__PASSAGE SHOWN__:

— Begin —

3 Things I Liked (and 1 I Didn’t)
1. Yrica and the Sith Tower
When Yrica is stranded with Adan and IT-0, they set out in search of some kind of structure or civilization that can get them off of the rock they crashed on.
Remembering that there were Imperial vaults targeted for destruction after the loss at Endor, Yrica sets off in search of one such vault, with IT-0 in tow. Side note: I wonder if this is like the vault that Del and Luke find in Battlefront II.
She finds it, but it isn’t just a vault. It’s a SITH TOWER *dun dun*. With no visible way in, Yrica thinks she’s hit a dead end. That is, until the system’s black hole lines up with the top of the tower. This has an effect on Yrica, where it sends her into a trance of sorts where she has to relive particularly strong, negative memories. It’s only after a conversation with IT-0, who starts out trying to help her before a malfunction causes him to instead punish her for her war crimes, that she realizes she needs to “move forward” to succeed with the tower. Rather than the metaphorical moving forward suggested by IT-0, it is only in literally moving forward while in her visions that she is able to unlock the Tower and find a ship inside.
She goes straight from opening the tower to surrendering to the Empire, the Alphabet Squadron tattoo on her arm now cut off. I’m hoping the next book goes into what exactly she went through in that tower, and how the experience combined with her bad memories caused her to make the decision she did.
2. Chass and the Cult
By far, the most interesting subplot of the entire book belongs to Chass. After her ship is damaged and she is left for dead, she is rescued by members of a cult known as the Children of the Empty Sun.

— End —

__GIVEN REQUEST__:
Answer these from the book review above:
1. Who goes with Yrica when she sets off in search of an Imperial vault?
2. What does Yrica find inside the tower after unlocking it?
3. What is the name of the cult that rescues Chass?

__PROVIDED RECORDS__:
— Begin —

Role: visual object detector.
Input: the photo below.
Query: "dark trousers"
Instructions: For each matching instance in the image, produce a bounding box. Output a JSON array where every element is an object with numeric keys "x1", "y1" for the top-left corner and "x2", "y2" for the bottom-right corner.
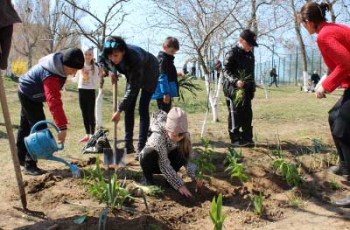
[
  {"x1": 157, "y1": 98, "x2": 172, "y2": 113},
  {"x1": 0, "y1": 25, "x2": 13, "y2": 69},
  {"x1": 226, "y1": 98, "x2": 253, "y2": 142},
  {"x1": 124, "y1": 85, "x2": 153, "y2": 152},
  {"x1": 16, "y1": 92, "x2": 47, "y2": 167},
  {"x1": 140, "y1": 148, "x2": 187, "y2": 179},
  {"x1": 269, "y1": 77, "x2": 278, "y2": 87},
  {"x1": 79, "y1": 89, "x2": 96, "y2": 134},
  {"x1": 328, "y1": 89, "x2": 350, "y2": 170}
]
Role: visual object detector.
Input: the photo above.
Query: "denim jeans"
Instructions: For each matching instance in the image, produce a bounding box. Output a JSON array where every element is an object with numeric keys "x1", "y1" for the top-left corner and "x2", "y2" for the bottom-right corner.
[{"x1": 124, "y1": 86, "x2": 153, "y2": 152}]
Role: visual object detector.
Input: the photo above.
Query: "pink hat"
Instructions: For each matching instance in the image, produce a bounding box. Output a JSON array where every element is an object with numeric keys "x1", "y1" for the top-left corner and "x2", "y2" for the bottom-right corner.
[{"x1": 165, "y1": 107, "x2": 188, "y2": 133}]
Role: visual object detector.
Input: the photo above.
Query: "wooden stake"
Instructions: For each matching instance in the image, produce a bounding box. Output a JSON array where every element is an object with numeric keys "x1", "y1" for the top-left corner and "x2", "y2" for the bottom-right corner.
[{"x1": 0, "y1": 70, "x2": 27, "y2": 210}]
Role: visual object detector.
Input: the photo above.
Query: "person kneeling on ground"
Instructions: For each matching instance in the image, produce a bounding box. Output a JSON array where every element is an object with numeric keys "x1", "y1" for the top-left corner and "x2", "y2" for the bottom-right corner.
[{"x1": 140, "y1": 107, "x2": 203, "y2": 197}]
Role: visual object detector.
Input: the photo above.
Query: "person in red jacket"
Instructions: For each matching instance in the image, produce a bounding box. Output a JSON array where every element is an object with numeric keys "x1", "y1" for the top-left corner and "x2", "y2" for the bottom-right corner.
[
  {"x1": 300, "y1": 2, "x2": 350, "y2": 205},
  {"x1": 16, "y1": 48, "x2": 84, "y2": 175}
]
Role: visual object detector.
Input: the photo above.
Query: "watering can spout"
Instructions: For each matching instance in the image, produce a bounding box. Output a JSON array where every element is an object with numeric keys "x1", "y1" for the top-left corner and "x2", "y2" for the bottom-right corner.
[
  {"x1": 24, "y1": 121, "x2": 80, "y2": 177},
  {"x1": 47, "y1": 155, "x2": 80, "y2": 177}
]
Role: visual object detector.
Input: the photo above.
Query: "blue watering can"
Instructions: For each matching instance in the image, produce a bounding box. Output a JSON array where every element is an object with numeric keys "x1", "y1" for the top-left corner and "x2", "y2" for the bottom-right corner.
[{"x1": 24, "y1": 121, "x2": 80, "y2": 177}]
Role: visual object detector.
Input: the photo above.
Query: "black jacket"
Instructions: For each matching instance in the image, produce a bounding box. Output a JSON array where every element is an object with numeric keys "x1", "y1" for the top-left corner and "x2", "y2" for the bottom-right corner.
[
  {"x1": 157, "y1": 51, "x2": 179, "y2": 93},
  {"x1": 224, "y1": 45, "x2": 256, "y2": 99},
  {"x1": 106, "y1": 45, "x2": 159, "y2": 111},
  {"x1": 311, "y1": 73, "x2": 320, "y2": 84}
]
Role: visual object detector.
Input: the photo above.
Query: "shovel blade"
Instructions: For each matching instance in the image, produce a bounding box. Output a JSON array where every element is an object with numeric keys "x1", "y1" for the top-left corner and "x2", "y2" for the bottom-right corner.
[{"x1": 103, "y1": 149, "x2": 115, "y2": 165}]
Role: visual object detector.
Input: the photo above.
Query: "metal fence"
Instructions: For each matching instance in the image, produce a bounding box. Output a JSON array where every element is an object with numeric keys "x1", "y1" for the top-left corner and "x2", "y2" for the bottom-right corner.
[{"x1": 255, "y1": 46, "x2": 327, "y2": 86}]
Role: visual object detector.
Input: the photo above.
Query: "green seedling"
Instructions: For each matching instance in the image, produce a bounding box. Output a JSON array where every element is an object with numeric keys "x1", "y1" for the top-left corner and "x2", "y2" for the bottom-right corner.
[
  {"x1": 209, "y1": 194, "x2": 227, "y2": 230},
  {"x1": 224, "y1": 147, "x2": 243, "y2": 164},
  {"x1": 253, "y1": 192, "x2": 264, "y2": 216},
  {"x1": 225, "y1": 159, "x2": 248, "y2": 183},
  {"x1": 272, "y1": 158, "x2": 303, "y2": 187},
  {"x1": 308, "y1": 138, "x2": 324, "y2": 153},
  {"x1": 191, "y1": 139, "x2": 216, "y2": 182},
  {"x1": 134, "y1": 183, "x2": 164, "y2": 196},
  {"x1": 233, "y1": 70, "x2": 252, "y2": 105},
  {"x1": 178, "y1": 75, "x2": 203, "y2": 101},
  {"x1": 83, "y1": 158, "x2": 132, "y2": 210},
  {"x1": 329, "y1": 179, "x2": 340, "y2": 190}
]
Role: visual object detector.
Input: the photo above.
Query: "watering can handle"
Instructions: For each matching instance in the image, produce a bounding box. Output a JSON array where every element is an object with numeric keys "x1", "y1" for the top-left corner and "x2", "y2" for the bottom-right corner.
[{"x1": 30, "y1": 120, "x2": 64, "y2": 150}]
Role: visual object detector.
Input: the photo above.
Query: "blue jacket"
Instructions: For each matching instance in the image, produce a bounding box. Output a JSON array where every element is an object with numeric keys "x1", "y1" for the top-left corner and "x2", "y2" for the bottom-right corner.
[
  {"x1": 152, "y1": 51, "x2": 179, "y2": 100},
  {"x1": 18, "y1": 52, "x2": 67, "y2": 103}
]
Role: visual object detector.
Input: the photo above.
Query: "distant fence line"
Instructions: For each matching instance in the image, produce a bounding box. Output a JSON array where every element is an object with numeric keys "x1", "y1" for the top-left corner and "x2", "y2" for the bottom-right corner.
[{"x1": 255, "y1": 49, "x2": 327, "y2": 86}]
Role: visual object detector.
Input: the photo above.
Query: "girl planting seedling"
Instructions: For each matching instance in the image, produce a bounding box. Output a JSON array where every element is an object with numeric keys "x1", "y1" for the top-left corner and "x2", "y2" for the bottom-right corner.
[
  {"x1": 299, "y1": 2, "x2": 350, "y2": 207},
  {"x1": 223, "y1": 30, "x2": 258, "y2": 147},
  {"x1": 140, "y1": 107, "x2": 203, "y2": 197}
]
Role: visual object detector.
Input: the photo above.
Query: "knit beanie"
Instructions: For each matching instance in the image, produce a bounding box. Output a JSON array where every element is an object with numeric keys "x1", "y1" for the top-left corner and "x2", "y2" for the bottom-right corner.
[
  {"x1": 63, "y1": 48, "x2": 84, "y2": 69},
  {"x1": 165, "y1": 107, "x2": 188, "y2": 133}
]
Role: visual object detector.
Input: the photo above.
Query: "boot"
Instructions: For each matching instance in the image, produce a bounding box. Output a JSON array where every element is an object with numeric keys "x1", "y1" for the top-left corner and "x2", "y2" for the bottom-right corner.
[
  {"x1": 330, "y1": 161, "x2": 350, "y2": 176},
  {"x1": 124, "y1": 142, "x2": 135, "y2": 154},
  {"x1": 229, "y1": 131, "x2": 241, "y2": 147},
  {"x1": 334, "y1": 196, "x2": 350, "y2": 208}
]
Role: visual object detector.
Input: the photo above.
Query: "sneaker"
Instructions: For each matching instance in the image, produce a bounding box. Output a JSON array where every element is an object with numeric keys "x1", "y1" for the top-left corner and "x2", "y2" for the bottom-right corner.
[
  {"x1": 134, "y1": 151, "x2": 140, "y2": 161},
  {"x1": 231, "y1": 140, "x2": 254, "y2": 148},
  {"x1": 125, "y1": 145, "x2": 135, "y2": 154},
  {"x1": 141, "y1": 176, "x2": 156, "y2": 186},
  {"x1": 330, "y1": 162, "x2": 350, "y2": 176},
  {"x1": 78, "y1": 136, "x2": 90, "y2": 143},
  {"x1": 24, "y1": 166, "x2": 46, "y2": 176},
  {"x1": 240, "y1": 140, "x2": 255, "y2": 147},
  {"x1": 334, "y1": 197, "x2": 350, "y2": 208},
  {"x1": 231, "y1": 141, "x2": 241, "y2": 147}
]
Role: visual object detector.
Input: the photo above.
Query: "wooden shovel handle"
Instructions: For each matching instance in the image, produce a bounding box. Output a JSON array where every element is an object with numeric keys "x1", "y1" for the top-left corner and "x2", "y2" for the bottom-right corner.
[{"x1": 0, "y1": 73, "x2": 27, "y2": 210}]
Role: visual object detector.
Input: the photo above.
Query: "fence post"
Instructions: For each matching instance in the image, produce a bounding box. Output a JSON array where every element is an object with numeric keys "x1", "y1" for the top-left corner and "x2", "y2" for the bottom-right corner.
[
  {"x1": 289, "y1": 54, "x2": 292, "y2": 83},
  {"x1": 295, "y1": 50, "x2": 299, "y2": 86},
  {"x1": 283, "y1": 57, "x2": 289, "y2": 85},
  {"x1": 311, "y1": 49, "x2": 314, "y2": 71}
]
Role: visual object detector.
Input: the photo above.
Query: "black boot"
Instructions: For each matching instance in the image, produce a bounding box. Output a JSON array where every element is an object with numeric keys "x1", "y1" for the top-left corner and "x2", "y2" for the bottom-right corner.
[
  {"x1": 24, "y1": 160, "x2": 46, "y2": 176},
  {"x1": 334, "y1": 196, "x2": 350, "y2": 208},
  {"x1": 241, "y1": 126, "x2": 255, "y2": 147},
  {"x1": 141, "y1": 175, "x2": 155, "y2": 186},
  {"x1": 330, "y1": 161, "x2": 350, "y2": 176},
  {"x1": 124, "y1": 142, "x2": 135, "y2": 154}
]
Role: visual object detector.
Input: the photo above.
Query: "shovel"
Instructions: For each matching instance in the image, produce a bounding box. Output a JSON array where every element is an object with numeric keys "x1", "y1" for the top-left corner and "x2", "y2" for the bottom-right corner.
[
  {"x1": 103, "y1": 76, "x2": 126, "y2": 167},
  {"x1": 0, "y1": 70, "x2": 28, "y2": 208}
]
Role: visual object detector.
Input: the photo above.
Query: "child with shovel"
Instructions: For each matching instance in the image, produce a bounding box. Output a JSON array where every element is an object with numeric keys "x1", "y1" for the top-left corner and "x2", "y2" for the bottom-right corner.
[
  {"x1": 75, "y1": 47, "x2": 100, "y2": 143},
  {"x1": 140, "y1": 107, "x2": 203, "y2": 197},
  {"x1": 101, "y1": 36, "x2": 159, "y2": 158},
  {"x1": 16, "y1": 48, "x2": 84, "y2": 176}
]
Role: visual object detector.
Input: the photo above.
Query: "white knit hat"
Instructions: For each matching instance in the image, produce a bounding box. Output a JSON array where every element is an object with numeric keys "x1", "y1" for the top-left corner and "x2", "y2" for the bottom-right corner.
[{"x1": 165, "y1": 107, "x2": 188, "y2": 133}]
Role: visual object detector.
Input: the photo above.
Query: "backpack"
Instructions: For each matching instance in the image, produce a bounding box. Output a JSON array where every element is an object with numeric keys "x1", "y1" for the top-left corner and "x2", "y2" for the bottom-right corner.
[
  {"x1": 81, "y1": 129, "x2": 111, "y2": 154},
  {"x1": 222, "y1": 76, "x2": 237, "y2": 98}
]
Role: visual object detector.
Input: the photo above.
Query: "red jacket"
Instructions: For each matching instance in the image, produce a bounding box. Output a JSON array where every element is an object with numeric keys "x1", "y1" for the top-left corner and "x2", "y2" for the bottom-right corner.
[
  {"x1": 317, "y1": 22, "x2": 350, "y2": 93},
  {"x1": 43, "y1": 77, "x2": 68, "y2": 130}
]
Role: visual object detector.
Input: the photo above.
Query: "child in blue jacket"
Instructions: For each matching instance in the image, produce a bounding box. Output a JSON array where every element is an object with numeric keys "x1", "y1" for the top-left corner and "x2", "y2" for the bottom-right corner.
[{"x1": 152, "y1": 37, "x2": 180, "y2": 113}]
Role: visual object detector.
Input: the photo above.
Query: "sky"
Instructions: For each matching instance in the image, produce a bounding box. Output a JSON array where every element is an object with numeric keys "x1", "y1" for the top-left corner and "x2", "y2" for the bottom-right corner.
[
  {"x1": 81, "y1": 0, "x2": 350, "y2": 70},
  {"x1": 83, "y1": 0, "x2": 186, "y2": 69}
]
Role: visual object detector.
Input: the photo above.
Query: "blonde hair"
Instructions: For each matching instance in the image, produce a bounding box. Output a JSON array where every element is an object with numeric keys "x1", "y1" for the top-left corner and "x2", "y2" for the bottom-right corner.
[
  {"x1": 83, "y1": 47, "x2": 95, "y2": 74},
  {"x1": 178, "y1": 133, "x2": 192, "y2": 159}
]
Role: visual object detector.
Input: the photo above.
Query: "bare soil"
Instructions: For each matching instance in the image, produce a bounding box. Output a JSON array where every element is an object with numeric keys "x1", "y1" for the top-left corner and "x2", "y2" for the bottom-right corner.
[{"x1": 0, "y1": 83, "x2": 350, "y2": 230}]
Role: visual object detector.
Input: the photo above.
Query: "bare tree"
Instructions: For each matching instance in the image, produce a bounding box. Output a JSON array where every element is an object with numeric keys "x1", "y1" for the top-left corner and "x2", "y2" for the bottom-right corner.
[
  {"x1": 41, "y1": 0, "x2": 81, "y2": 54},
  {"x1": 62, "y1": 0, "x2": 129, "y2": 50},
  {"x1": 13, "y1": 0, "x2": 43, "y2": 69},
  {"x1": 290, "y1": 0, "x2": 309, "y2": 92},
  {"x1": 153, "y1": 0, "x2": 239, "y2": 126}
]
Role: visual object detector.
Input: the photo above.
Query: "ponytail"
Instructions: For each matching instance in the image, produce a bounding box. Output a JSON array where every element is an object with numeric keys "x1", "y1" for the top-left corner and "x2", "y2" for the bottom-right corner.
[
  {"x1": 179, "y1": 133, "x2": 192, "y2": 159},
  {"x1": 300, "y1": 2, "x2": 330, "y2": 27}
]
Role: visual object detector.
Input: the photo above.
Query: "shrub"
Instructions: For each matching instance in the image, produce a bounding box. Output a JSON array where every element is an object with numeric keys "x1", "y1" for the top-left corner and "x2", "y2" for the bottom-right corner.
[{"x1": 11, "y1": 59, "x2": 27, "y2": 76}]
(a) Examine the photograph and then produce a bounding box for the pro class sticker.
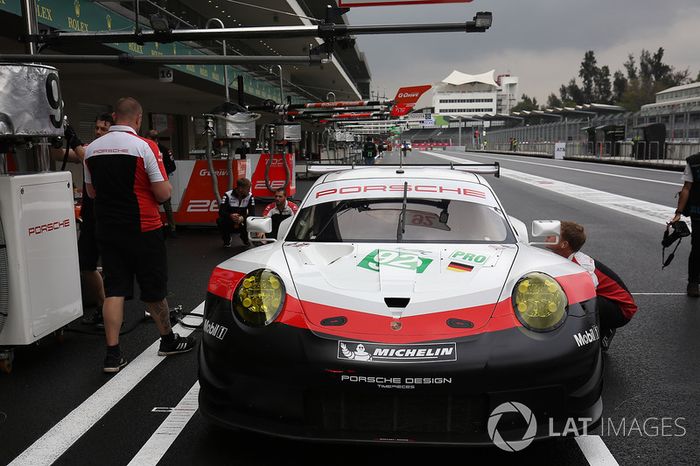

— End —

__RESULT OF THIS TASK__:
1. IT-0
2. A ship
3. The Children of the Empty Sun